WHAT TO WORK ON:
If a line of the records contains the word "below", list it.

DATA:

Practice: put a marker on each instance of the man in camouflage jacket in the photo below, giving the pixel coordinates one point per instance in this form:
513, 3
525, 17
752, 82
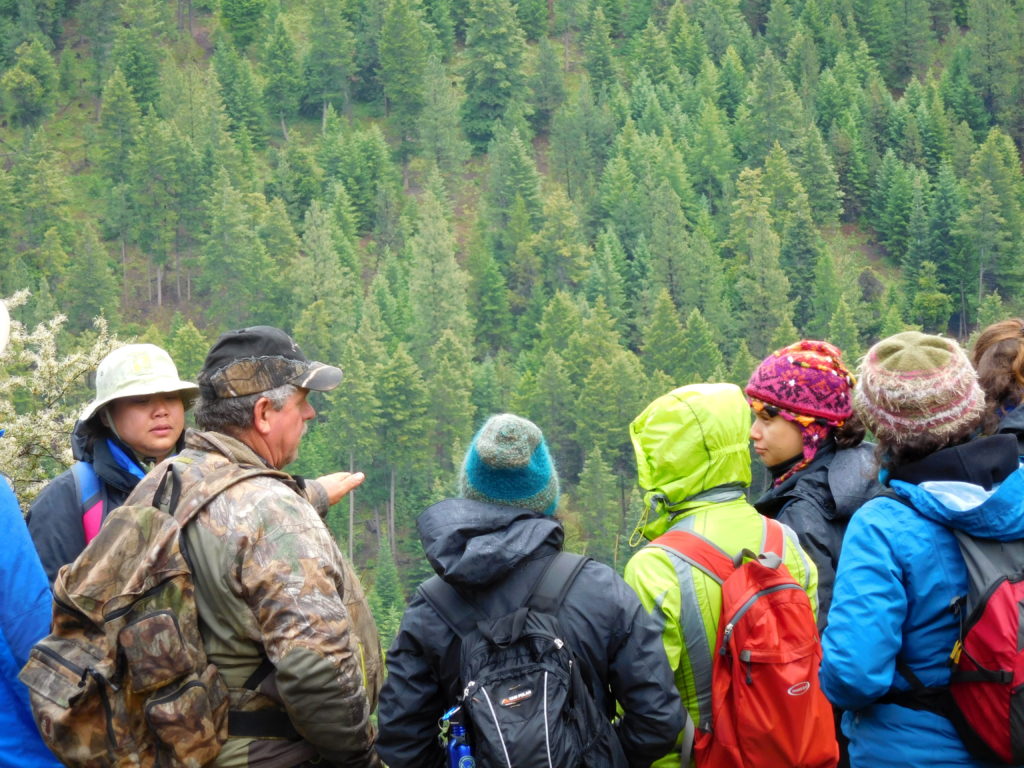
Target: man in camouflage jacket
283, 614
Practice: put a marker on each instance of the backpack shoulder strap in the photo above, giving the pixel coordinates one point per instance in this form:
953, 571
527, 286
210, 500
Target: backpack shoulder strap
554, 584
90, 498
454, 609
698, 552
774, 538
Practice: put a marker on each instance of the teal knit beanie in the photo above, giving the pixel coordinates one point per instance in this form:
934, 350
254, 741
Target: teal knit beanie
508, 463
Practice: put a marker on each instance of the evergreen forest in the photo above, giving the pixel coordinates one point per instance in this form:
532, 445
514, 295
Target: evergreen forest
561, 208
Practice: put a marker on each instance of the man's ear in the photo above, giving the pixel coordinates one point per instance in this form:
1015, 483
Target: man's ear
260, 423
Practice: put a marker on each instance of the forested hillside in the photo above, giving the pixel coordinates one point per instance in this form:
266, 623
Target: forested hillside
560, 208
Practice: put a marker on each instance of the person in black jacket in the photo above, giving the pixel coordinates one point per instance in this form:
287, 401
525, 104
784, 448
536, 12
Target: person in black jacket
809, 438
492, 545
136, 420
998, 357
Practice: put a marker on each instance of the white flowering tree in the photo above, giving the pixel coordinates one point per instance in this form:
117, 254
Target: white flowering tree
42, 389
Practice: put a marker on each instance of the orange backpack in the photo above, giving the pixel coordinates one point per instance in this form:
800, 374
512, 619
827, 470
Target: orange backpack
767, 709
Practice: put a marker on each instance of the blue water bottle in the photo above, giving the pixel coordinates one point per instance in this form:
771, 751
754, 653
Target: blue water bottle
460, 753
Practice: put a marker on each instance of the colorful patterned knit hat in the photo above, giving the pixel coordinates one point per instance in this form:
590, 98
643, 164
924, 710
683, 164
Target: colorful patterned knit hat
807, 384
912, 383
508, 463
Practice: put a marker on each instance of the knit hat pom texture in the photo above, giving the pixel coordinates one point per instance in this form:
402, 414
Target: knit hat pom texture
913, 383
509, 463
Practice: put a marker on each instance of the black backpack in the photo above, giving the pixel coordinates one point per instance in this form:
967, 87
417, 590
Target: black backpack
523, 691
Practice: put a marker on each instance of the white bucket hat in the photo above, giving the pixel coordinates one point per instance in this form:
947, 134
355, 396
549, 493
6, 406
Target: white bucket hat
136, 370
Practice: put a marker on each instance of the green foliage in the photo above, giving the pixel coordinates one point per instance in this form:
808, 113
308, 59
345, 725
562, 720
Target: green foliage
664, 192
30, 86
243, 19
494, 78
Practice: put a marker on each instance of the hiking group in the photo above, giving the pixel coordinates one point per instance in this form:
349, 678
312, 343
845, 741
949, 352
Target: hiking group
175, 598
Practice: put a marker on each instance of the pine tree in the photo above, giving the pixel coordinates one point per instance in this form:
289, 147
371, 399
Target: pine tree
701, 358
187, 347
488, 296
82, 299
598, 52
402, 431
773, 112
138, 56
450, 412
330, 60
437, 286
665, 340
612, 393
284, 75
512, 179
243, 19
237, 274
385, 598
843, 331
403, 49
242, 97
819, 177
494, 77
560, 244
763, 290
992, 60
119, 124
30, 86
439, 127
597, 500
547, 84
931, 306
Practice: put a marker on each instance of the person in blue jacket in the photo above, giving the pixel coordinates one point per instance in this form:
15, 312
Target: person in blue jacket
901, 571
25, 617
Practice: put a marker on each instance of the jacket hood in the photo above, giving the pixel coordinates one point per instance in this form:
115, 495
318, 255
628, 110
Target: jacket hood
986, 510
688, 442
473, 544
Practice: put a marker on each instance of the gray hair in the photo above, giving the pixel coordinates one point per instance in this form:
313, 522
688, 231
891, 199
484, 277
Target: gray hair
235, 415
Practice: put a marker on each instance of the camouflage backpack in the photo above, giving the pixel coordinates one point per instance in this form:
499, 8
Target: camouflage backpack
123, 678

==

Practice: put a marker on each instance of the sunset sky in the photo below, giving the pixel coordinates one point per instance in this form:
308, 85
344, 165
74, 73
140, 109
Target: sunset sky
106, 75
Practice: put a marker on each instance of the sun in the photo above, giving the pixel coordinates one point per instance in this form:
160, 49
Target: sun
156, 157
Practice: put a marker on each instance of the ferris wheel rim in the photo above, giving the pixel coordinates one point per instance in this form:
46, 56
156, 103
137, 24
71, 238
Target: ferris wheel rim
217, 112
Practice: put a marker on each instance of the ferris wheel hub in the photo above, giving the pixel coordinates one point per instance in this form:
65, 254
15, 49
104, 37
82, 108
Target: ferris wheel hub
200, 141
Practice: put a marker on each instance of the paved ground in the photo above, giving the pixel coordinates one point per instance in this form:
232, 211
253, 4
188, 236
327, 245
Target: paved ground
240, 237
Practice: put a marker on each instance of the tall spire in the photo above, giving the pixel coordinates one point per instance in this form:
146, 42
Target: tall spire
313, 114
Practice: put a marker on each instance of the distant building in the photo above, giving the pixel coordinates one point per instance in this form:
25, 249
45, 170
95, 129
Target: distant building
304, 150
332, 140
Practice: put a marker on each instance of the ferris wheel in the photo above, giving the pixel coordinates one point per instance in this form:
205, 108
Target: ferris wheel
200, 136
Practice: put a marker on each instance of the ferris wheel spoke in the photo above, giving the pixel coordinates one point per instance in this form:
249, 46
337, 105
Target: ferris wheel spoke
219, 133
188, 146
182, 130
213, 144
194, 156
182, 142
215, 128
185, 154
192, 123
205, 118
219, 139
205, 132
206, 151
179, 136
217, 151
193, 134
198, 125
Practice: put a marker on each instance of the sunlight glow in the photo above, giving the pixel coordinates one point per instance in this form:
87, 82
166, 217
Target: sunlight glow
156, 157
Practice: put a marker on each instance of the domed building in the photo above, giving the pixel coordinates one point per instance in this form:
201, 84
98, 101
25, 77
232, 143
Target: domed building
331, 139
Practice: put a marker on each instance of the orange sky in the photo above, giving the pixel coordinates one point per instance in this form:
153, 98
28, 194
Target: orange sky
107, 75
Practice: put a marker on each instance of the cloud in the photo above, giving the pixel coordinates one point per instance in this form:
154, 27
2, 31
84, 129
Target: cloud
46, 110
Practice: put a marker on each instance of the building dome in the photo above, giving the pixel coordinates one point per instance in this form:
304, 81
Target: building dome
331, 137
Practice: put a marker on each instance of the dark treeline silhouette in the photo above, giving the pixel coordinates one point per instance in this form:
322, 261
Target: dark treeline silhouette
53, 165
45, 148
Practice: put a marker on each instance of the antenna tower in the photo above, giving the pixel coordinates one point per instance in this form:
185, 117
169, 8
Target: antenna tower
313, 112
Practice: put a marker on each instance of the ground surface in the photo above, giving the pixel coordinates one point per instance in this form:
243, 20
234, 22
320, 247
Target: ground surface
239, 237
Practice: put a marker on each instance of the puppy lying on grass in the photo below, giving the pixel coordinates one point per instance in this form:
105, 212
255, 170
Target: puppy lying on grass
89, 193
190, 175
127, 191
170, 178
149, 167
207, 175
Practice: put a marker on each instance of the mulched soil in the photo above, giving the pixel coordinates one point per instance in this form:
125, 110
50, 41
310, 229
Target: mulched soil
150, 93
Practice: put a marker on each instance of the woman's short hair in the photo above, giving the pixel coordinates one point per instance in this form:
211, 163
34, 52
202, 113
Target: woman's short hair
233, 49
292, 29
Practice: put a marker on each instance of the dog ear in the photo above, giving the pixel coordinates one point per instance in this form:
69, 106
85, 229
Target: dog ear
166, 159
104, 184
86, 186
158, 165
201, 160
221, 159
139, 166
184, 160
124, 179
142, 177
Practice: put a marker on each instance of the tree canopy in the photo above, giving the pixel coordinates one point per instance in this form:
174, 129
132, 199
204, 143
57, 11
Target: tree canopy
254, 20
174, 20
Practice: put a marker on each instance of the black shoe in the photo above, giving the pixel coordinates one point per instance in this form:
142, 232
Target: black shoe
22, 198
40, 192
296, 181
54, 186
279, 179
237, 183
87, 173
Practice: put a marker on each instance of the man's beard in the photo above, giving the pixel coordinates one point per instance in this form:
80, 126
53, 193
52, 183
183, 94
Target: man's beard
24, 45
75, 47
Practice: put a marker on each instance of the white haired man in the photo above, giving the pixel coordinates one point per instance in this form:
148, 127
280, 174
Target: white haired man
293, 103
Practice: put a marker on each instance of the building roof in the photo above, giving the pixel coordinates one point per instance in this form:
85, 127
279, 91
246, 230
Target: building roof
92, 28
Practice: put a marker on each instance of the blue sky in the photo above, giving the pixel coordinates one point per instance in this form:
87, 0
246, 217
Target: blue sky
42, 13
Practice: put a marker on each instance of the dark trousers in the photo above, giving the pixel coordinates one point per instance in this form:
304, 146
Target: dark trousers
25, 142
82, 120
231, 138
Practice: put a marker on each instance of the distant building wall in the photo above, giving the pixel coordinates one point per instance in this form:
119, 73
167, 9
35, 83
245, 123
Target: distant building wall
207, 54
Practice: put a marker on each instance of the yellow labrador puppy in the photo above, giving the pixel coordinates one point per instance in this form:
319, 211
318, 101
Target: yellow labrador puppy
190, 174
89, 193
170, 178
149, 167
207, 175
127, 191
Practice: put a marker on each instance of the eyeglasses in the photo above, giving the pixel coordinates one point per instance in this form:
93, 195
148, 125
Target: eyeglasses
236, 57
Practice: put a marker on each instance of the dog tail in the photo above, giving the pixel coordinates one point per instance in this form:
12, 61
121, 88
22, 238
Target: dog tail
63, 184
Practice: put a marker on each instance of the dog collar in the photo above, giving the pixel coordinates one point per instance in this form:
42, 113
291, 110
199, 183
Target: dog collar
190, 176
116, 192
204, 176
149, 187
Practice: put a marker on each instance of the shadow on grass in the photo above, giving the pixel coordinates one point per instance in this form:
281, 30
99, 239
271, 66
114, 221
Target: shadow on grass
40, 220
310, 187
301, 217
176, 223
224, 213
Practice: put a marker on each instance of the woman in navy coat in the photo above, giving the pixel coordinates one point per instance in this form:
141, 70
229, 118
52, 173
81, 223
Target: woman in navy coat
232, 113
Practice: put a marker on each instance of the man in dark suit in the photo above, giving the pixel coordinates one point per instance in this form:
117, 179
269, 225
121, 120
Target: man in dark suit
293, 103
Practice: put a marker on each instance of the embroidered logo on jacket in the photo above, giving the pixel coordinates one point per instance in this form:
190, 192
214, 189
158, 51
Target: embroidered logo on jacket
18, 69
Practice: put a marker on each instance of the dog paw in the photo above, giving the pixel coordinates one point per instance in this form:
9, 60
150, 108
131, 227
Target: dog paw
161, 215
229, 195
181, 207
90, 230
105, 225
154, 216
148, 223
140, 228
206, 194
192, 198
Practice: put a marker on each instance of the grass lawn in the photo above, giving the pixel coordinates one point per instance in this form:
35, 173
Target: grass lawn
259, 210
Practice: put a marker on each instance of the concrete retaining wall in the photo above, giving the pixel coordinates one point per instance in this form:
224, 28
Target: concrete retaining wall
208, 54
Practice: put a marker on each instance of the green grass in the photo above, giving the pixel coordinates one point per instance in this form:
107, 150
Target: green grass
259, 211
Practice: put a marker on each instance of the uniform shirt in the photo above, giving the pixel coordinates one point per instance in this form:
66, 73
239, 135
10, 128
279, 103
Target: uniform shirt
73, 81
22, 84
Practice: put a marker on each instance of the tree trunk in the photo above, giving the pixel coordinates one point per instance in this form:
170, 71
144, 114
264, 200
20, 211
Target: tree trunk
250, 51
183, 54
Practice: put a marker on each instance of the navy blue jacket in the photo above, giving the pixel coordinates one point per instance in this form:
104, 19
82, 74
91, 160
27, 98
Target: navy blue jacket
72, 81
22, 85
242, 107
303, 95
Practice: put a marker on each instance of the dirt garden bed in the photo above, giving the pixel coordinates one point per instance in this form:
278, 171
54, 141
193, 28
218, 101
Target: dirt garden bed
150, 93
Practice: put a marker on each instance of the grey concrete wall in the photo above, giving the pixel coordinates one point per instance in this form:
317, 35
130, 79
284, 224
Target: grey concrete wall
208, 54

--

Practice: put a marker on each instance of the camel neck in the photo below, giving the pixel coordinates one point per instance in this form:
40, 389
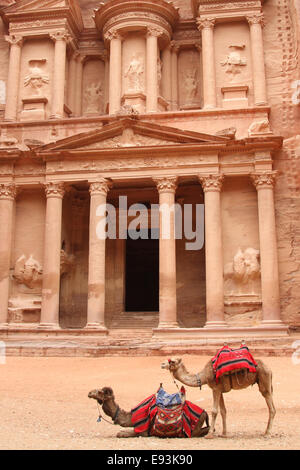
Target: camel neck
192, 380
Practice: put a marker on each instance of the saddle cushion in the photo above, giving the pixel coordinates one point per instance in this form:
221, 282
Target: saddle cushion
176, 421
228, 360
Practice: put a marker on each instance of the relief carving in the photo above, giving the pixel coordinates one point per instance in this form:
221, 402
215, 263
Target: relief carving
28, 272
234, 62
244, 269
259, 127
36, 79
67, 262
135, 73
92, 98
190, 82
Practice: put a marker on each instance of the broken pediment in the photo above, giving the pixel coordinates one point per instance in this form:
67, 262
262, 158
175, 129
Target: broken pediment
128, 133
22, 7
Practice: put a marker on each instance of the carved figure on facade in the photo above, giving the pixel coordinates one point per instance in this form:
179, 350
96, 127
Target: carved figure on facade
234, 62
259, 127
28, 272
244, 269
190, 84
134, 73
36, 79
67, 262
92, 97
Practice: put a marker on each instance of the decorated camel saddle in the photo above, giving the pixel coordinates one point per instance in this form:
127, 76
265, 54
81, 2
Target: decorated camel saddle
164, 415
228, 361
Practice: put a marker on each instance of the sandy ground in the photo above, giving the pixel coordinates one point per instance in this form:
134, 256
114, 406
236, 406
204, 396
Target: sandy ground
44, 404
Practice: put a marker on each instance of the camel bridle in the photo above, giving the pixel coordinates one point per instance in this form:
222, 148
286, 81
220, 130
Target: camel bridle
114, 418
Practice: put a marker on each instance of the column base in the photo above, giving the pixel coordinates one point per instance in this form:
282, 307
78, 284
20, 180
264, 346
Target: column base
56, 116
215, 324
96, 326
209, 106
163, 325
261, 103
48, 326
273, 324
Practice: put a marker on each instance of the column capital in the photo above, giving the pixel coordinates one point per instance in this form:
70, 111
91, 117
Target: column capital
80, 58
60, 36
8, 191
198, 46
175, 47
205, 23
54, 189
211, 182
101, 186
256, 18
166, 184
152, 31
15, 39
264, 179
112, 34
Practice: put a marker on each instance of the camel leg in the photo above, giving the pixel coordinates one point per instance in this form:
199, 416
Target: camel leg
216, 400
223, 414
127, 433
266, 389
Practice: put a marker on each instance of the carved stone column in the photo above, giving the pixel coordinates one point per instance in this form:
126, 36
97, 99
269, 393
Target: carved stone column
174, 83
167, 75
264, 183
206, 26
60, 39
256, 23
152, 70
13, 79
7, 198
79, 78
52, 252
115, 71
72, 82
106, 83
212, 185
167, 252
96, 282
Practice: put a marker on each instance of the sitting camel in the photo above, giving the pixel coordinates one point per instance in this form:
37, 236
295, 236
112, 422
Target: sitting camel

THE ANSWER:
Practice: put a marker on each instance of the man in camouflage jacket in the photo below, giving the pixel coordinates one point per instance in this form:
Practice: put a marker on each instance of the sunset sky in the photo below, giving the pixel coordinates one point per instance in this form:
Practice: put a marker on each instance of the puppy lying on grass in the photo below, giving the pixel coordinates one point per instance in this form:
Practice: put a marker on each instance of the camel neck in the photo below, giving the pixel coordinates one point per instance in this form:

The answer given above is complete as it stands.